§ **EXERCISE**:
Rewrite the entries from the start of the entries through the line containing "top-left (743, 350), bottom-right (832, 455)", inclusive, changing every "object-detection module" to "box-labeling component" and leaving everything else as it is. Give only those lines.
───── DATA ─────
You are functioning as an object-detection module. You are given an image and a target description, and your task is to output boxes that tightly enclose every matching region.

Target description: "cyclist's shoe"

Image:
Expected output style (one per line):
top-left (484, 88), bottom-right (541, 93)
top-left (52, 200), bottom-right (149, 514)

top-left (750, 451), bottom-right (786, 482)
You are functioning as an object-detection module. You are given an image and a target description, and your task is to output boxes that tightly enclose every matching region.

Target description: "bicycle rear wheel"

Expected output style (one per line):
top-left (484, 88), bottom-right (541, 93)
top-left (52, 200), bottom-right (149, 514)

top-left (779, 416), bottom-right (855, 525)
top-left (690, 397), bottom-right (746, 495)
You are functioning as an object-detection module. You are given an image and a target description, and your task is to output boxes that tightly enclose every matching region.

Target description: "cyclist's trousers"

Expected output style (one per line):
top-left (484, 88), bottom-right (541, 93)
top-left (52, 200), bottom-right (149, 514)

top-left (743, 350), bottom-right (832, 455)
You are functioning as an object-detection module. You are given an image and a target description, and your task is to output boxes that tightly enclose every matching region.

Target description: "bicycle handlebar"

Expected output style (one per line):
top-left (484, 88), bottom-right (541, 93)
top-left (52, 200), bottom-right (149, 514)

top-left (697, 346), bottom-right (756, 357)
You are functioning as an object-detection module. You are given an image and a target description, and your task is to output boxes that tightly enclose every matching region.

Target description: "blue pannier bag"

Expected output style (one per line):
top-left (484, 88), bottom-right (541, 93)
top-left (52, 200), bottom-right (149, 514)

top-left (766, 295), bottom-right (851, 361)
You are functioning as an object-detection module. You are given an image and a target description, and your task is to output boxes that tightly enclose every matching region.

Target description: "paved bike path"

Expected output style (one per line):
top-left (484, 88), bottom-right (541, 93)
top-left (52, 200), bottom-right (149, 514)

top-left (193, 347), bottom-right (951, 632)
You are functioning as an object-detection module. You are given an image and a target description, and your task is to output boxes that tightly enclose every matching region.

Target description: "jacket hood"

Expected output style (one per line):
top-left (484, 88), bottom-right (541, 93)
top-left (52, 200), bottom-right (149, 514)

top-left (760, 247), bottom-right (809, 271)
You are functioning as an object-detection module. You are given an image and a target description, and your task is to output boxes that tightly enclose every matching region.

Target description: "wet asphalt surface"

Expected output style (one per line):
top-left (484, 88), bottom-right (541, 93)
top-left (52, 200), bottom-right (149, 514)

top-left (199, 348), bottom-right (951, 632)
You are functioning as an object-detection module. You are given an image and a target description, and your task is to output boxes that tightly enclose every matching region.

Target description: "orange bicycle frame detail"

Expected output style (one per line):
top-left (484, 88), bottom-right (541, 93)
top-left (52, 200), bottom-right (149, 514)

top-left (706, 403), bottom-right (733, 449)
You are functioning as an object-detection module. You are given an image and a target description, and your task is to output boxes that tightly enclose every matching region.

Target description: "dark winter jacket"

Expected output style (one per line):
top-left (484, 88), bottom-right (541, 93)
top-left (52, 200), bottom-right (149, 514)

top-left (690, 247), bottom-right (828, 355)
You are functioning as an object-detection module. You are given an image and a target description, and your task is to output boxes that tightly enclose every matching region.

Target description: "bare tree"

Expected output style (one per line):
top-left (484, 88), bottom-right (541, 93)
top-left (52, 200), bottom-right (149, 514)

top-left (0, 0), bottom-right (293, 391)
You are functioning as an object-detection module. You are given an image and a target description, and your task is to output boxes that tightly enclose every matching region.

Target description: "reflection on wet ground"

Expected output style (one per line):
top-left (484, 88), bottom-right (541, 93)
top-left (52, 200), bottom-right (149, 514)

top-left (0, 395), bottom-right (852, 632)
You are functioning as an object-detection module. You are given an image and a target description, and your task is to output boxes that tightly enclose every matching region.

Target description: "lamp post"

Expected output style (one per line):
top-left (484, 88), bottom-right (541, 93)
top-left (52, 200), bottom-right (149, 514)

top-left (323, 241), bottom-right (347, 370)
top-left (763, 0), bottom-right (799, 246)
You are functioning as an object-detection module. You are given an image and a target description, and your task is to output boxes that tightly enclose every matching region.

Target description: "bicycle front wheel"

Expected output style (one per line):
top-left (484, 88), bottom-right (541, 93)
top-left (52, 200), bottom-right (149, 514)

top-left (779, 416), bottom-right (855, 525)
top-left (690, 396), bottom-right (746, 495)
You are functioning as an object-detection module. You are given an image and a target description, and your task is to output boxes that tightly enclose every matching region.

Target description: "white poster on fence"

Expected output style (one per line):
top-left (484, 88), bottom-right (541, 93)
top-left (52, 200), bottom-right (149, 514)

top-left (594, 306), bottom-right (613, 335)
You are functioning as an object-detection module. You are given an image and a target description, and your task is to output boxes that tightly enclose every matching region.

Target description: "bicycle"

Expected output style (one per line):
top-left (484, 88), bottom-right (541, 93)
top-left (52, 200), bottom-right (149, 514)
─────
§ **COMPLETE RESPONSE**:
You are functioning as an box-labeling component. You are given an image and a target description, and your task is to output boxes that tightly enclose every matching region.

Target description: "cyclist's shoe"

Image:
Expected output style (one per line):
top-left (484, 88), bottom-right (541, 93)
top-left (52, 200), bottom-right (149, 514)

top-left (750, 451), bottom-right (786, 482)
You are functioning as an box-labeling component. You are given an image and a target description, and your task is to output boxes that tightly enclose every matching region.

Target description: "bicycle rear wheel"

Expected output style (one per line):
top-left (484, 88), bottom-right (541, 93)
top-left (52, 200), bottom-right (149, 514)

top-left (779, 416), bottom-right (855, 525)
top-left (690, 397), bottom-right (746, 495)
You are functioning as an box-labeling component. You are given an image and a target description, and your task is to output boxes that tightly enclose every matching region.

Target description: "cyclist's trousers"

Expected output style (one per line):
top-left (484, 88), bottom-right (541, 93)
top-left (52, 200), bottom-right (149, 514)

top-left (743, 350), bottom-right (832, 455)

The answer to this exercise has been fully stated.